== WORK TO COMPLETE ==
Reproduce the entries in full and exactly. Pictures stay out.

Segmentation mask data
= = = =
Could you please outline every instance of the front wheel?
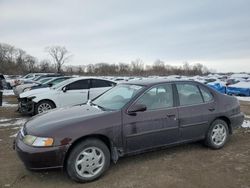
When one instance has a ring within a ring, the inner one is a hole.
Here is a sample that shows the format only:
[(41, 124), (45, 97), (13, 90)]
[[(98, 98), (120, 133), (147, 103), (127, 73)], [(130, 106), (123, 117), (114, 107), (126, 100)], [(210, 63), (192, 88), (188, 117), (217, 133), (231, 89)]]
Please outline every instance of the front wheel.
= = = =
== RESULT OF THE EXERCISE ==
Could you please outline every instance of the front wheel?
When one instance has a ring within a ring, the inner one is a hole.
Here is a sample that shows the format only:
[(41, 124), (45, 97), (13, 90)]
[[(98, 98), (120, 133), (147, 103), (127, 73)], [(130, 106), (123, 117), (114, 107), (126, 100)], [(210, 63), (192, 88), (188, 117), (217, 133), (231, 89)]]
Please outline every instance of the front wheel.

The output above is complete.